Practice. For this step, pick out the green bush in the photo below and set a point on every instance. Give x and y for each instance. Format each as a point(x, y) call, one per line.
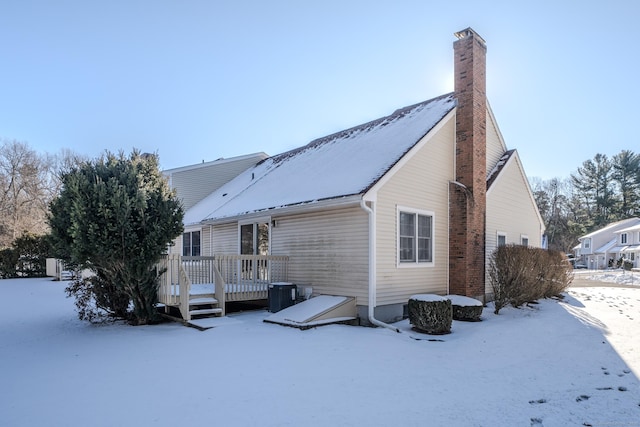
point(521, 274)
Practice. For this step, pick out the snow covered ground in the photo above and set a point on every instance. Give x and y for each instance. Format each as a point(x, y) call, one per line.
point(574, 363)
point(617, 276)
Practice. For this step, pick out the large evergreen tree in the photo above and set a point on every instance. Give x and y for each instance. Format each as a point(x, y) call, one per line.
point(626, 173)
point(115, 216)
point(594, 184)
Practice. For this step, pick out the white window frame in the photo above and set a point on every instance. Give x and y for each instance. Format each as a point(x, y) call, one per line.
point(416, 263)
point(255, 222)
point(498, 235)
point(190, 233)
■ ■ ■
● WHAT YOU WILL DO:
Write the entries out again exactly as they appear, with the pictures omitted.

● OUTPUT FOR THIS TASK:
Practice. For this step, pick out the green bush in the photo below and set a point on every instance. Give x and y for each instance. Format each as a point(x, y) call, one per line.
point(521, 274)
Practice. For this step, pick out the snow covered ground in the photo above and set a point on every instance. Give x and y for each instance. Format each as a point(x, y) call, one per line.
point(574, 363)
point(617, 276)
Practice. For this step, pick out the large evergreen tree in the photo above and set a point on every instance. Give x and y for each instance. Format each as a point(x, y) call, one per line.
point(626, 173)
point(115, 216)
point(594, 184)
Practice. For this step, pick out the white window frame in the photo above and set a point on every instance. Give x and y for each instance. Format each as a point(x, y) call, one per line.
point(416, 263)
point(255, 222)
point(498, 235)
point(190, 233)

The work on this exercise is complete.